Studio album by Gracia
- Released: October 13, 2003
- Recorded: 2003
- Length: 39:08
- Label: BMG

Gracia chronology
|  | Intoxicated (2003) | Passion (2005) |

= Intoxicated (album) =

Intoxicated is the debut studio album by German recording artist Gracia. It was released by BMG on October 13, 2003, in German-speaking Europe, following her participation in the debut season of Deutschland sucht den Superstar, where she had finished fifth. Taking her work further into the hard rock and pop rock genres, Gracia worked with a small team of collaborators on the album, including duos Christian Hamm and Alain Bertoni as well as Grant Michael B. and Pomez di Lorenzo, among others. Its release was preceded by the singles "I Don’t Think So!" and "I Believe in Miracles", a top ten and a top 20 entry on the German Singles Chart, respectively.

== Reception ==

The album received mixed reviews from critics, with Mathias Möller from laut.de calling it a collection of "shallow pop songs for underage braces carriers", but enjoyed commercial success, debuting and peaking at number 10 on the German Albums Chart. With sales in excess of 50,000 copies, Intoxicated became third highest-selling album released by a first season DSDS finalist – only behind Alexander Klaws's Take Your Chance (2003) and Daniel Küblböck's Positive Energie (2003). However, lackluster sales resulted into the release of no further singles and the termination of her recording contract with BMG, making Intoxicated her only album with the label.

• Provided records:
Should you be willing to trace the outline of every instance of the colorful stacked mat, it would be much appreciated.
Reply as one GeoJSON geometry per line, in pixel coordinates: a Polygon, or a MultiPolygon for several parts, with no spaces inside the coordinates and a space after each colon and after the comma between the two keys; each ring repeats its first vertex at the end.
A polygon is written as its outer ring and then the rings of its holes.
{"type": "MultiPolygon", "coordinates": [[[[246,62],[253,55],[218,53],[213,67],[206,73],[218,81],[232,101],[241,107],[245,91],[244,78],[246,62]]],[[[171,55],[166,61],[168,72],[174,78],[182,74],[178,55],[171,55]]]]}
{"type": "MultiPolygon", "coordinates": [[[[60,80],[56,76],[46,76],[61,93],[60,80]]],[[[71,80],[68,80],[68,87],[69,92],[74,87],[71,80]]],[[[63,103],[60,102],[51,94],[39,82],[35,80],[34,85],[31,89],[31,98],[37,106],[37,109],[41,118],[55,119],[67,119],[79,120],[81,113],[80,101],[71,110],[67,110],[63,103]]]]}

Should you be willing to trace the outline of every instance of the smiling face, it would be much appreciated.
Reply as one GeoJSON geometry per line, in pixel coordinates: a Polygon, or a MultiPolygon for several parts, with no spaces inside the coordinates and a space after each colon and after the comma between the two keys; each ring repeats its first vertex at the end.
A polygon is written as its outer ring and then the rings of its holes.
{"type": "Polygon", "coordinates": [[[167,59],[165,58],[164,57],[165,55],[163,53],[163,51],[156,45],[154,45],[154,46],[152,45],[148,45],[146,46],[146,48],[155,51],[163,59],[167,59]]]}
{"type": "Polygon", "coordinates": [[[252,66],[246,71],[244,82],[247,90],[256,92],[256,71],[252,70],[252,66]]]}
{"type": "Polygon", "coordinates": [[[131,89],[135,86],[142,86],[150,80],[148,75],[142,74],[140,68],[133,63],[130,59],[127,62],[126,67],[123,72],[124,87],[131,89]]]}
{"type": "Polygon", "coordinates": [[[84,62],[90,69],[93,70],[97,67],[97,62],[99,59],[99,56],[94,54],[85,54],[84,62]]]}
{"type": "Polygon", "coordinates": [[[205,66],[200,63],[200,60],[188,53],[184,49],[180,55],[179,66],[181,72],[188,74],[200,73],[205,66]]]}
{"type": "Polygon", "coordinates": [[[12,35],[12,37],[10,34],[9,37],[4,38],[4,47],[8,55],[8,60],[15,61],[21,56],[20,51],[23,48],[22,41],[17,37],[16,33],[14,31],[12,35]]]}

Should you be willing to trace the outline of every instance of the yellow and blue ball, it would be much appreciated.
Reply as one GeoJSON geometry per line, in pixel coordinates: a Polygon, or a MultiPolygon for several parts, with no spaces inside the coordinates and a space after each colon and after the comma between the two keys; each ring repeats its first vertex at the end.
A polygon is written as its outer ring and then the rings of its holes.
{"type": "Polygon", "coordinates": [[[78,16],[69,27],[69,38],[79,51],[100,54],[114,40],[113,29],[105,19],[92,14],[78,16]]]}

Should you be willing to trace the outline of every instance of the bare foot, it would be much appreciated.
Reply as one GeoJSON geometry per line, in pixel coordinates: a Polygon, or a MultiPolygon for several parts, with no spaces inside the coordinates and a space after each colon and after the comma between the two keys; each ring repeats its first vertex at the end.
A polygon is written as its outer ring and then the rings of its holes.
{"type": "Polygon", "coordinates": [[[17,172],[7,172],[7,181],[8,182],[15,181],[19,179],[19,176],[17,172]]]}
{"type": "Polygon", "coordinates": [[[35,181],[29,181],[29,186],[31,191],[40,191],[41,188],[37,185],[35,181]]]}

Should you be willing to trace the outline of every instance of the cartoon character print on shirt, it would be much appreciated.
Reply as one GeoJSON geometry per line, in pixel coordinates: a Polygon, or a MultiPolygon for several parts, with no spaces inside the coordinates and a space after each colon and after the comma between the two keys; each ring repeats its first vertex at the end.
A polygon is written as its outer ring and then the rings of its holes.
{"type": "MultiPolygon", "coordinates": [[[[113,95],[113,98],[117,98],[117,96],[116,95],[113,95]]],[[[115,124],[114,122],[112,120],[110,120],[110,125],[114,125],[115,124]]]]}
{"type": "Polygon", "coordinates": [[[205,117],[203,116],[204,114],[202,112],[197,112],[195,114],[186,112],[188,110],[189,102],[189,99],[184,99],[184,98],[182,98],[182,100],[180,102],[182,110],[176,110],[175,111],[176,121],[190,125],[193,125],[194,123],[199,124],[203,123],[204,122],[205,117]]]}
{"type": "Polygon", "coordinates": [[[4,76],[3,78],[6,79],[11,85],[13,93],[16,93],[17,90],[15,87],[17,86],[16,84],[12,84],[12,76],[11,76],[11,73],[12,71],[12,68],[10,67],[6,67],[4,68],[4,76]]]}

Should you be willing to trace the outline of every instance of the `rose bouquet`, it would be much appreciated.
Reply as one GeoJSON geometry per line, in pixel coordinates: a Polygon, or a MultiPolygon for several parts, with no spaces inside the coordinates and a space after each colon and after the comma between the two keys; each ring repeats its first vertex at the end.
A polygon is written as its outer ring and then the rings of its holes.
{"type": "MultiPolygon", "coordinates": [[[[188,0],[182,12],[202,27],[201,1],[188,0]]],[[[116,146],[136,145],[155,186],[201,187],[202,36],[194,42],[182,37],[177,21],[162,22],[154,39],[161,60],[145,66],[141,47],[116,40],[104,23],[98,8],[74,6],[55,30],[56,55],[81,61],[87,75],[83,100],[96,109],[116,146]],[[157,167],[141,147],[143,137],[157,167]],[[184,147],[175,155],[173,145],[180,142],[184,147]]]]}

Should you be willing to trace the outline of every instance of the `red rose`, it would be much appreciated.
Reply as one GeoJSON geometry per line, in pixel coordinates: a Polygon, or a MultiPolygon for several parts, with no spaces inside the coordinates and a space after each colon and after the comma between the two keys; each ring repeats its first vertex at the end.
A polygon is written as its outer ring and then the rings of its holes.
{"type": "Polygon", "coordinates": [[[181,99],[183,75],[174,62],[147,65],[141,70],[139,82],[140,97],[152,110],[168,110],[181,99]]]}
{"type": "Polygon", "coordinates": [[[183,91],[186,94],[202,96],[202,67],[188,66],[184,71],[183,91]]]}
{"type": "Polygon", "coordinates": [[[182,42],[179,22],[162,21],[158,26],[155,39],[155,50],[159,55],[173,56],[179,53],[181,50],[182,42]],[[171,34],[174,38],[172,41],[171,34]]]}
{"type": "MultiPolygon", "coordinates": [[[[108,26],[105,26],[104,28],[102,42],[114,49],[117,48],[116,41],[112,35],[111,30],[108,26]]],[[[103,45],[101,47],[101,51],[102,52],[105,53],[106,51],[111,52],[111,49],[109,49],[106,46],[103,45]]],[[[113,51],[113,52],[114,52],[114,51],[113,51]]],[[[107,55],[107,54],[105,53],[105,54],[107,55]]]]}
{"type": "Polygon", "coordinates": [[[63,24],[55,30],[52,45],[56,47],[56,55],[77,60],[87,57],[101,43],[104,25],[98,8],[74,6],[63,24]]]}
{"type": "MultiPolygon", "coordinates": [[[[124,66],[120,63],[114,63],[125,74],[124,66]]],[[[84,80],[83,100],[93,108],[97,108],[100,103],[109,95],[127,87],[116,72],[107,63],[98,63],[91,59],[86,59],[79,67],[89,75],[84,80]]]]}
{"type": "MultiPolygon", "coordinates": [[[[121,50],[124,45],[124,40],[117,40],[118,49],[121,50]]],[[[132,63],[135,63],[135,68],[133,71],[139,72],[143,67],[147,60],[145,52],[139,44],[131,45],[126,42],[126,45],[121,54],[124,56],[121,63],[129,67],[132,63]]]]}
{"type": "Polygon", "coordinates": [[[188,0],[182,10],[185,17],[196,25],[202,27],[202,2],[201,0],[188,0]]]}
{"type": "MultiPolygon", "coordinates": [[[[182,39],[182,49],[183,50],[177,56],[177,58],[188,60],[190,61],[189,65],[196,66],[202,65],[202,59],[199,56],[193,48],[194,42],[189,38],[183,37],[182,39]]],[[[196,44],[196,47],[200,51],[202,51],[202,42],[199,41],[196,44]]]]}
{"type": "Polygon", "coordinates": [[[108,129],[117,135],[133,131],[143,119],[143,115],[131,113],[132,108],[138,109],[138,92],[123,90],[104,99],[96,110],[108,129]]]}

• Set of tasks:
1. From the Intoxicated article, extract the stretch from "Gracia chronology" through "Singles Chart, respectively." verbatim.
2. Answer these questions using the Intoxicated article:
(a) In what place did Gracia finish in the debut season of Deutschland sucht den Superstar?
(b) What was the running length of the album?
(c) What was the album's peak position on the German Albums Chart?

• Solved problems:
1.
Gracia chronology
|  | Intoxicated (2003) | Passion (2005) |

= Intoxicated (album) =

Intoxicated is the debut studio album by German recording artist Gracia. It was released by BMG on October 13, 2003, in German-speaking Europe, following her participation in the debut season of Deutschland sucht den Superstar, where she had finished fifth. Taking her work further into the hard rock and pop rock genres, Gracia worked with a small team of collaborators on the album, including duos Christian Hamm and Alain Bertoni as well as Grant Michael B. and Pomez di Lorenzo, among others. Its release was preceded by the singles "I Don’t Think So!" and "I Believe in Miracles", a top ten and a top 20 entry on the German Singles Chart, respectively.

2.
(a) Fifth
(b) 39:08
(c) Number 10